Fits and Starts is an art work by Brooklyn, New York City artist Marc Swanson, 
the 2005 vandalism of which at DePauw University created controversy.

The sculpture
Fits and Starts was a life-size sculpture of a deer in mid-leap that was entirely encrusted in rhinestone crystals. It was made of steel and polyurethane foam. The sculpture was installed near DePauw's East College building on 4 November 2005. The artwork combined the influence of his politically conservative father, an Eagle Scout and US Marine, and Swanson's identity as a gay male. The Butler Family Foundation, which "is committed to supporting the acquisition of contemporary sculpture created by emerging artists of promise and established artists of note," paid US$60 000 to donate the sculpture to DePauw.

Vandalism
DePauw students hit the sculpture with various objects, and parts of the deer's antlers were sawed off. After the vandalism, the artwork was removed and stored in the basement of the Peeler Art Center at DePauw University.  In the fall of 2008, restoration of the sculpture was completed and the deer now stands on the second story of the art center.

═══

* Short problem 1: Show each line of the records below that contains the string "balcony". Matching is case-sensitive.

* Saved entries:
═══

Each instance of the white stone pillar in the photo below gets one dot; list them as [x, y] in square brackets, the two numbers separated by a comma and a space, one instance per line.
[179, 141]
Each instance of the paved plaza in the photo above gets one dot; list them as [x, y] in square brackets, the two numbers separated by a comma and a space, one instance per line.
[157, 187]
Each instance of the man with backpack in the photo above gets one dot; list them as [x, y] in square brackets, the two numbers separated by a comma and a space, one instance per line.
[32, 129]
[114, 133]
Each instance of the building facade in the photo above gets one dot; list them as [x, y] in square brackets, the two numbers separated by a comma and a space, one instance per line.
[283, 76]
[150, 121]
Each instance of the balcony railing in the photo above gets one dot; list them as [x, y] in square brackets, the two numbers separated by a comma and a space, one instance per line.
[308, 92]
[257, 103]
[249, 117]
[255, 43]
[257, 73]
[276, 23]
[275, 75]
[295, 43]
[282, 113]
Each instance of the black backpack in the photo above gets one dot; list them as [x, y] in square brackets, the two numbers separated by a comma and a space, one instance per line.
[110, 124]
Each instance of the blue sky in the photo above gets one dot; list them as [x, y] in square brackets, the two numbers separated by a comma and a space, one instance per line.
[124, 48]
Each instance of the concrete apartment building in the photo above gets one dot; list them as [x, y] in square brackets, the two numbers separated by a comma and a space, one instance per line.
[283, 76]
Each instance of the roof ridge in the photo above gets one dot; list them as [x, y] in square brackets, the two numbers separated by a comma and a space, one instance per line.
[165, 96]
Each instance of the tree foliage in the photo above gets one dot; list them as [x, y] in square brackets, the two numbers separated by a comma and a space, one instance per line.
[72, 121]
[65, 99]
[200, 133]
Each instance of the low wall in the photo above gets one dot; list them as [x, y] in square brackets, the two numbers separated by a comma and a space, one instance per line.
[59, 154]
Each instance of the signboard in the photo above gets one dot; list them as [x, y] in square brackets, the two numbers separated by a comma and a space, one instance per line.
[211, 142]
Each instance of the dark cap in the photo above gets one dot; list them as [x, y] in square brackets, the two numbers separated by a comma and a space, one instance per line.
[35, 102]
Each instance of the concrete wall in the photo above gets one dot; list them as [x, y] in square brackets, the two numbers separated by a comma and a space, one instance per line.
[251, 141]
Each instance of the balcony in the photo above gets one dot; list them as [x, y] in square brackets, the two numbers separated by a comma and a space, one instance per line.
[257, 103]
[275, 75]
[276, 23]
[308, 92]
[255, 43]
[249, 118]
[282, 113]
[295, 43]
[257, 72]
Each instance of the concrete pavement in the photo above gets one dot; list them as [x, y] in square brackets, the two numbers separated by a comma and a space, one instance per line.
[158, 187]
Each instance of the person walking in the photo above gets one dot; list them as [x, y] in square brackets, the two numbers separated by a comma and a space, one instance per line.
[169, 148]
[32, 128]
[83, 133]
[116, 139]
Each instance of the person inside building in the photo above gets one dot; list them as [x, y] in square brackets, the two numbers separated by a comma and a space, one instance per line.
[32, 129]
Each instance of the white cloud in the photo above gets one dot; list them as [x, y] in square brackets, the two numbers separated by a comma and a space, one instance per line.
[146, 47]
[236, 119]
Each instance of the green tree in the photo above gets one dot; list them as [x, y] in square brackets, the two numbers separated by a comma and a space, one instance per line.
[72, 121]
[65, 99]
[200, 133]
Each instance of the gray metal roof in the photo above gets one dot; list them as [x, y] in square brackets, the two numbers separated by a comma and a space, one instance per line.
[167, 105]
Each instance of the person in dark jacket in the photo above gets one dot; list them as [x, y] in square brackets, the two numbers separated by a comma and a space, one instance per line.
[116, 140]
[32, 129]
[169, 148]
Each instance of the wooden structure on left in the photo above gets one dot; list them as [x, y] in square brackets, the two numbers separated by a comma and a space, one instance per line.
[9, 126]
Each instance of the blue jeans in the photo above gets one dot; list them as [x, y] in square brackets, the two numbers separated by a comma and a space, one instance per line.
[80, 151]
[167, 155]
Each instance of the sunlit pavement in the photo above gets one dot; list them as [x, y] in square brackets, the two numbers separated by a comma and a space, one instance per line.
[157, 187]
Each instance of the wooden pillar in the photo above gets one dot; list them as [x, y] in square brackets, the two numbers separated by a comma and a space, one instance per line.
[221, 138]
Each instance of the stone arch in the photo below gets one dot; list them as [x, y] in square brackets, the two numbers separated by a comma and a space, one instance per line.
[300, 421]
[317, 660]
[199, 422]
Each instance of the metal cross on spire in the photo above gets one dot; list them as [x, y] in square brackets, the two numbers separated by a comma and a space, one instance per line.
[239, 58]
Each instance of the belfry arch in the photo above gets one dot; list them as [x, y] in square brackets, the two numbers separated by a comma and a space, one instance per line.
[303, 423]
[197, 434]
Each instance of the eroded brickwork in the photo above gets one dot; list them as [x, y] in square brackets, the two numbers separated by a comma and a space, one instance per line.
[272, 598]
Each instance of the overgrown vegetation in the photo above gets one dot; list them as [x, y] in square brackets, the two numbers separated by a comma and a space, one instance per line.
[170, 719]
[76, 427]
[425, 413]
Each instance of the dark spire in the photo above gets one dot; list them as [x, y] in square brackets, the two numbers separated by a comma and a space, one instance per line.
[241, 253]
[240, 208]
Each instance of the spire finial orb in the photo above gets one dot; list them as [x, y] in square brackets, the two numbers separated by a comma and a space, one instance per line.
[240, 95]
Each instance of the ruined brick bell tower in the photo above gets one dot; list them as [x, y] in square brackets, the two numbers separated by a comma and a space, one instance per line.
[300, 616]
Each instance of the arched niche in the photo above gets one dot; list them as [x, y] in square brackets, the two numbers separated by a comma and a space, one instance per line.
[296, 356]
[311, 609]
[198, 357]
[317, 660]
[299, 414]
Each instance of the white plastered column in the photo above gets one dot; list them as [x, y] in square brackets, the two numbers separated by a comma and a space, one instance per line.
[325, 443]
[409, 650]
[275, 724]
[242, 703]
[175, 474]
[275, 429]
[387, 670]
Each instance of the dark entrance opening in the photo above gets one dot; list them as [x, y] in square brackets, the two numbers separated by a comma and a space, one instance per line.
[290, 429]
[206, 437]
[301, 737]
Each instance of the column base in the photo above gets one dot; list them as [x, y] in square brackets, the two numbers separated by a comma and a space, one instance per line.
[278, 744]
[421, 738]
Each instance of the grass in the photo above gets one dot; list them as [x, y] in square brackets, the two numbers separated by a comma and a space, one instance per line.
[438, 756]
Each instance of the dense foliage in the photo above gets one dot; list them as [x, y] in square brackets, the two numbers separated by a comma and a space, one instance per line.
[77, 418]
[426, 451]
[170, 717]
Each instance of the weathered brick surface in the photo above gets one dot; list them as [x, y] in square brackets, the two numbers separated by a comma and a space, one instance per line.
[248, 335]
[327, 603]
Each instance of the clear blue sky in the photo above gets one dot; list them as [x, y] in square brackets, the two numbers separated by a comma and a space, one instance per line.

═══

* Short problem 2: In the text about the Fits and Starts sculpture, what was the sculpture made of?

* Finished answer 1:
Each instance of the balcony railing in the photo above gets one dot; list them as [x, y] in square brackets, the two numbers separated by a comma and a space, one instance per line.
Each instance of the balcony in the photo above gets one dot; list them as [x, y] in square brackets, the two numbers separated by a comma and a space, one instance per line.

* Finished answer 2: Steel and polyurethane foam.